──────── Given text

The Andromeda Strain
Robert Wise’s “The Andromeda Strain” is a pretty good work of science fiction, but I just can’t get into that kind of thing today.
What I find most interesting about the film, though, is its visual design which seems to have taken up where the interiors of the space station in “2001: A Space Odyssey” left off. We live in a world of smoothly, endlessly curving womblike plastic, with here a knob and there a computer read-out screen, and we get the sensation not so much that we’re watching action take place in this universe as that we are continuous inhabitants of it; it’s like living inside one of those new Otis elevators.
One problem with science-fiction movies has always been hardware. We’re asked to believe our heroes are somewhere beyond Alpha Centuri and picking up steam, but their control panel looks like a 1949 Studebaker that’s dropped acid. The low point was Captain Video on the old DuMont network; his ship actually rocked up and down as it sailed the sea of space which presumably had waves just like Earth’s sea.
“2001” put all that behind us; it made necessary for science-fiction movies (ambitious ones, at least) to create plausible environments. “The Andromeda Strain” does this absolutely brilliantly; indeed, if I were designing an ad campaign for the movie I would simply tell people they have never seen anything like Wildfire before. The human characters almost seem an embarrassment to Wildfire Project a hermetically sealed laboratory on five levels below ground because although they move around and speak English they could as easily be automatons along with everything else in there.
Their relationship with the computers that run Wildfire is more than friendly or anything else you want to call it; it is more intimate even than HAL 9000′s relationship with his human colleagues in “2001.” HAL was a computer intelligent enough to think, but he “related” with humans in a folksy sort of way that made him half-palatable.

────────────────

§ Questions on the material:
[1] In the review of The Andromeda Strain, what is the name of the hermetically sealed underground laboratory, and how many levels below ground does it have?
[2] Carry the review of The Andromeda Strain forward from its final sentence, writing the next part in the same voice.

──────── The data

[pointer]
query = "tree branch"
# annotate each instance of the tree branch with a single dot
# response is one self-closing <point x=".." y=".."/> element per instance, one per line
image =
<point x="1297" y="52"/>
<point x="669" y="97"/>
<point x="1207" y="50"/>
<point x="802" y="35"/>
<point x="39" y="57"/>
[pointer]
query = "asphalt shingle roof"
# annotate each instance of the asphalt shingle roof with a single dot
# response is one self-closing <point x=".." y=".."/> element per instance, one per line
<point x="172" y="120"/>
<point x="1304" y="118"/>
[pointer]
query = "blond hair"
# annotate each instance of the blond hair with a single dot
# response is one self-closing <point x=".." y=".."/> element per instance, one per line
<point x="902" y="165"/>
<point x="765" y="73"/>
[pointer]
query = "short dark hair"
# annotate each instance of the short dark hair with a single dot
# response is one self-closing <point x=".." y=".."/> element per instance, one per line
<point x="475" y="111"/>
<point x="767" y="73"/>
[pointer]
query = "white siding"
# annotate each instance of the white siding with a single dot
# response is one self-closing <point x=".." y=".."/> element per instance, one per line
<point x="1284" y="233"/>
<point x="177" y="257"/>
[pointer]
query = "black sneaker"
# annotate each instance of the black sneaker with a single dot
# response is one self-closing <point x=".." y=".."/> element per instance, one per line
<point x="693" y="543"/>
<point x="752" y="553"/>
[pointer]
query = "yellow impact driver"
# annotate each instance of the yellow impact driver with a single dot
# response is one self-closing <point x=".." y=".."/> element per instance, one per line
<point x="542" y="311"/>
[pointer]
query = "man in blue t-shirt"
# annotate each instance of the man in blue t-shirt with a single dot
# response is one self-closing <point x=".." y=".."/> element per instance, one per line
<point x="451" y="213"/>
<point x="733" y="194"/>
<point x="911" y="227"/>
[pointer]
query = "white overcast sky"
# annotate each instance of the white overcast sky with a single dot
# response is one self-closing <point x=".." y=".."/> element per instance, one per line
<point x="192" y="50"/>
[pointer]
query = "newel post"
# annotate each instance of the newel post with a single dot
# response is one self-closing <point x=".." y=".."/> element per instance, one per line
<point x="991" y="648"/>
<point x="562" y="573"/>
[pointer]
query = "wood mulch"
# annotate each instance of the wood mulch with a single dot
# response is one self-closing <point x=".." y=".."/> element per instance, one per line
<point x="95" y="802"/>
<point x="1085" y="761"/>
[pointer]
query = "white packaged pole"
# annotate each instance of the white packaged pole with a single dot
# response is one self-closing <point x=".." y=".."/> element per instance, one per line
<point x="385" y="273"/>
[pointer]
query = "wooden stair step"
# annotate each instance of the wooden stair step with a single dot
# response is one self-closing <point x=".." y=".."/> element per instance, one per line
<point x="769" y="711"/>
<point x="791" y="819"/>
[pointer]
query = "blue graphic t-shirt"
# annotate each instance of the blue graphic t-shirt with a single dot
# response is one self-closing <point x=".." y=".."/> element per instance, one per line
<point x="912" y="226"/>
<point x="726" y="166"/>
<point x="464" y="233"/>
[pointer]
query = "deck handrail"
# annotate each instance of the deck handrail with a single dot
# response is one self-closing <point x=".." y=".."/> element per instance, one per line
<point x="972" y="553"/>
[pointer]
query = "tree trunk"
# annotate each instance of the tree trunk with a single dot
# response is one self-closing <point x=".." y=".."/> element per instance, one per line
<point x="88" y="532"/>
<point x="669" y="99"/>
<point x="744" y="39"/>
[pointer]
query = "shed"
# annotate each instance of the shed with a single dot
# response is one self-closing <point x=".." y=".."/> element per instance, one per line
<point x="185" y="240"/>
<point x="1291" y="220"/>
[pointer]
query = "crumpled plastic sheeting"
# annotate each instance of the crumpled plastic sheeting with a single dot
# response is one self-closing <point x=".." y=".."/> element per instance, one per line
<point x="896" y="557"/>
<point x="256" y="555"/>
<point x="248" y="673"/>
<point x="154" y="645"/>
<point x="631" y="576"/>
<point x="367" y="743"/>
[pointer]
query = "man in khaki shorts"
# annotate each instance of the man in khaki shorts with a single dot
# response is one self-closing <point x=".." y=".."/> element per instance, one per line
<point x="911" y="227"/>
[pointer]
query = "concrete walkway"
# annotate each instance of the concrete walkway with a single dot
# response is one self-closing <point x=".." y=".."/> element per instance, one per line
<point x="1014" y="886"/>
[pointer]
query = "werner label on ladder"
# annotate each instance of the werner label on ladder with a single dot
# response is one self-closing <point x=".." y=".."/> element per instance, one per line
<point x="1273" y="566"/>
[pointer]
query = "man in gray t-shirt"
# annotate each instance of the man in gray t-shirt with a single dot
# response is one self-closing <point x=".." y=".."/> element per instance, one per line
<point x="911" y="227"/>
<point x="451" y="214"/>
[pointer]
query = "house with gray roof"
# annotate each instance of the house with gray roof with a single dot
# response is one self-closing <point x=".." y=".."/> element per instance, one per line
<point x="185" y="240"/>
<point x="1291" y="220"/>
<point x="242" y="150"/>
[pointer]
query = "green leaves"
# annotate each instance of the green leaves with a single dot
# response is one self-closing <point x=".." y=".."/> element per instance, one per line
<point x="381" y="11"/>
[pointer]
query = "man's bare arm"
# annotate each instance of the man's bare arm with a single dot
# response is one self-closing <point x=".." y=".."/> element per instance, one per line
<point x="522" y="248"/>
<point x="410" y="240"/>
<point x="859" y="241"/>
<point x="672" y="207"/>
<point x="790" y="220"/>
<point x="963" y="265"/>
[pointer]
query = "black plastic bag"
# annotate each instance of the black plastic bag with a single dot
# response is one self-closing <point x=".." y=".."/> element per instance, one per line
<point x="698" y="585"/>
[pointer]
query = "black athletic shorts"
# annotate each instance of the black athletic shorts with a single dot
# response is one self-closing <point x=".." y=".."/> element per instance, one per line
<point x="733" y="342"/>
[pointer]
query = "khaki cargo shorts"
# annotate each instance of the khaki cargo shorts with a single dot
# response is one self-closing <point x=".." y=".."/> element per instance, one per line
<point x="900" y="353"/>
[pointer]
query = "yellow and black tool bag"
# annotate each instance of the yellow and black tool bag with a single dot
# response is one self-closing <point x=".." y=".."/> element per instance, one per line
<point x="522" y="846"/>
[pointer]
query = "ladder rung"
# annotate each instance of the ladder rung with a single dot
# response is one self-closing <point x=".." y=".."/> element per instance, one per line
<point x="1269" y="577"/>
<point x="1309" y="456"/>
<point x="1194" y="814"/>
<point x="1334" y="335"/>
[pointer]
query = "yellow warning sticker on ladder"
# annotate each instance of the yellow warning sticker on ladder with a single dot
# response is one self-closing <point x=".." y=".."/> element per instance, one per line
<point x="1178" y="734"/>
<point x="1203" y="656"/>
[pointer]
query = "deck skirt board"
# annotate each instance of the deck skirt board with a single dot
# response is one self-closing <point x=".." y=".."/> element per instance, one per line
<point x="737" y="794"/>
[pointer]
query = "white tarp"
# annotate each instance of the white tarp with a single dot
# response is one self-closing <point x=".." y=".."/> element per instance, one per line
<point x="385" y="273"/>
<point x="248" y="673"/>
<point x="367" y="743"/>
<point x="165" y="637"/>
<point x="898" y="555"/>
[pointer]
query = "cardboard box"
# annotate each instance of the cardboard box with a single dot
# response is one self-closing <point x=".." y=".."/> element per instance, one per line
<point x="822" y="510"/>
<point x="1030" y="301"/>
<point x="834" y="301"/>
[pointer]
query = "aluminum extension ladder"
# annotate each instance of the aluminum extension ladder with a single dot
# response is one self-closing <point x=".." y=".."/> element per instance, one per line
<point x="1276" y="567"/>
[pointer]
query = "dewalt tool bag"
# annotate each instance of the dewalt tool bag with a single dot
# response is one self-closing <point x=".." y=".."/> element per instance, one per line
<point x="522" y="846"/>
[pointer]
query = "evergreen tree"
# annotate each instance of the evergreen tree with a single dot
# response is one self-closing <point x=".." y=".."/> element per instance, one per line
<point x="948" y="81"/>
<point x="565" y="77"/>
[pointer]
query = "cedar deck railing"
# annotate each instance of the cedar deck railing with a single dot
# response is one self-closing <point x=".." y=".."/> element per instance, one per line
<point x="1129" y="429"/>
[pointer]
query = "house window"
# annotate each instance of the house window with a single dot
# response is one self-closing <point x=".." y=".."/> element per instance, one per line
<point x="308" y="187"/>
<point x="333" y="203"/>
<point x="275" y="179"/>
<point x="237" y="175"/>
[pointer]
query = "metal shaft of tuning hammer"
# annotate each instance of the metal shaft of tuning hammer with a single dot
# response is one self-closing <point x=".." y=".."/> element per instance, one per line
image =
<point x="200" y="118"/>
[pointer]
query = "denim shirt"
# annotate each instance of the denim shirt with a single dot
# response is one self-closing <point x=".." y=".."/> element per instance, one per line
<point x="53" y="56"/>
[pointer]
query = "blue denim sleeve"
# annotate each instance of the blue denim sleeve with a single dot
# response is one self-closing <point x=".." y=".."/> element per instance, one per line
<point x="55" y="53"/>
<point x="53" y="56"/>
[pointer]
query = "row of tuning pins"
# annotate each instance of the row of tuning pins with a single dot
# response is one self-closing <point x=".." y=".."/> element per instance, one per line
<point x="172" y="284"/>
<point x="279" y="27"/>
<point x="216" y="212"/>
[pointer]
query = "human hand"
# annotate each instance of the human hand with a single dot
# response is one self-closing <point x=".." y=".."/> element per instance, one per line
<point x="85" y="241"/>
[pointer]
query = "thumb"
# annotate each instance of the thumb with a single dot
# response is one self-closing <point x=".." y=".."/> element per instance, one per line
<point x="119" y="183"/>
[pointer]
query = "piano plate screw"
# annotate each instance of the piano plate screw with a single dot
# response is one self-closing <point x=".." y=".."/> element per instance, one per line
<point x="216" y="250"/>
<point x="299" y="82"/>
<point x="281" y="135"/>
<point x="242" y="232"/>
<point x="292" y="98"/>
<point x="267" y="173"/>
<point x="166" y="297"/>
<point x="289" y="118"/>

────────────────

§ Results for the exercise:
[1] It is the Wildfire Project, and it has five levels below ground.

[2]
No such attempt is made in “Andromeda”; the computers go about their business with the efficiency of a Honeywell salesman and so do the people. But the humans have picked up something from the computer state of mind; they occasionally lapse into humanity (especially Kate Reid, as a crusty lady biologist of a certain age), but mostly they are abstract and machine-like even toward each other.
Sometimes movies come along with buried levels, and I suspect this is one. On the story level, on the level of fiction, “The Andromeda Strain” is simply a narrative which works well and has some good moments like that scene where George Mitchell stands around for several minutes while the air drains out of his suit. But if you find yourself experiencing “Andromeda” on only this level, pull back for a moment and watch those people and those machines; allow yourself to be seduced for an instant by that plastic environment which is air conditioned and indirectly lighted and self-monitoring and automated and God knows what else and ask yourself if this isn’t really the direction human interior decorating is headed in or else if Holiday Inn has been wrong all these years.